** What the exercise asks **
Write the records out once more, exactly as they appear below.

[Material supplied — start]

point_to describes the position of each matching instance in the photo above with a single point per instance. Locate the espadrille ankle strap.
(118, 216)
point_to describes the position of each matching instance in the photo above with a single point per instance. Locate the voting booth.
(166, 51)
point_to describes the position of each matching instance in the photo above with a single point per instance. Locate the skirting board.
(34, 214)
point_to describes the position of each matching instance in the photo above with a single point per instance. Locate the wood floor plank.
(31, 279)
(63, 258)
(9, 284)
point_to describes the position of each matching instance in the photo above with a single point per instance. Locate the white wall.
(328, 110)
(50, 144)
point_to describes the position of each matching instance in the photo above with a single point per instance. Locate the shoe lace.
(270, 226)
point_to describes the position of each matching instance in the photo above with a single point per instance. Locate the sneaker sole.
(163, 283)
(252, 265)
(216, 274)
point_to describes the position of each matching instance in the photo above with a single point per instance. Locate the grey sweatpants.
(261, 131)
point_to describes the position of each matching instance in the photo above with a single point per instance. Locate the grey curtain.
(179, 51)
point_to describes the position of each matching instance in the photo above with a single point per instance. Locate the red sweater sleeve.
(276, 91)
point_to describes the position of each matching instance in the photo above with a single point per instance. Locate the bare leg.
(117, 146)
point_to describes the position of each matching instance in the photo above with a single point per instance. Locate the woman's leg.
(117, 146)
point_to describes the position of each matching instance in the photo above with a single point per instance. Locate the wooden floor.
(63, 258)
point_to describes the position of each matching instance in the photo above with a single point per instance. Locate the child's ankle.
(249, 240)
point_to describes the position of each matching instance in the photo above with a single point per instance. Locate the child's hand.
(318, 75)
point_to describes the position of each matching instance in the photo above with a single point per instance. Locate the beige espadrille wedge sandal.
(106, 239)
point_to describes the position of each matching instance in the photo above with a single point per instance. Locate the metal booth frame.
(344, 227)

[Material supplied — finish]

** Task response **
point_to describes the position of each matching instance in the photo above with a single point per instance. Locate the espadrille ankle strap.
(118, 216)
point_to describes the position of each matching instance in the photo above with a single point per instance. Locate the voting booth.
(166, 51)
point_to describes the position of each matching instance in the photo above with a single point per instance. Locate the skirting board.
(34, 214)
point_to describes the position of each matching instance in the photo above with a single point per instance. Locate the wood floor plank.
(31, 279)
(63, 258)
(9, 284)
point_to describes the position of each matching instance in the photo above with a single point per instance. Locate the white wall.
(328, 110)
(50, 144)
point_to describes the position of each matching instance in the photo above with a single point per instance. Locate the shoe lace.
(270, 226)
point_to describes the position of each matching instance in the photo above with a single point per instance. Locate the sneaker sole.
(163, 283)
(252, 265)
(216, 274)
point_to describes the position of each matching instance in the photo above with a single point per instance. Locate the grey sweatpants.
(261, 131)
point_to describes the position of each matching instance in the photo above with a single point per instance. Locate the grey curtain.
(179, 51)
point_to describes the position of each matching instance in the photo above with a single point per instance. Locate the red sweater sleeve.
(276, 91)
point_to describes the position of each matching instance in the photo above with a single point per instance. Locate the bare leg.
(117, 146)
point_to describes the position of each matching instance in the photo above with a single point per instance. Locate the woman's leg.
(117, 146)
point_to describes the position of each matching instance in the photo above with a single point per instance. Locate the wooden floor.
(63, 258)
point_to describes the position of each matching instance in the photo above with a single point per instance. Locate the child's ankle.
(249, 240)
point_to describes the position of each matching instance in the photo above with a single point per instance. Locate the child's hand.
(318, 75)
point_to describes the position of each matching instance in the photo above with a single point per instance. Locate the beige espadrille wedge sandal.
(106, 239)
point_to describes the position of each matching instance in the photo above with a single point per instance. Locate the metal booth frame.
(344, 227)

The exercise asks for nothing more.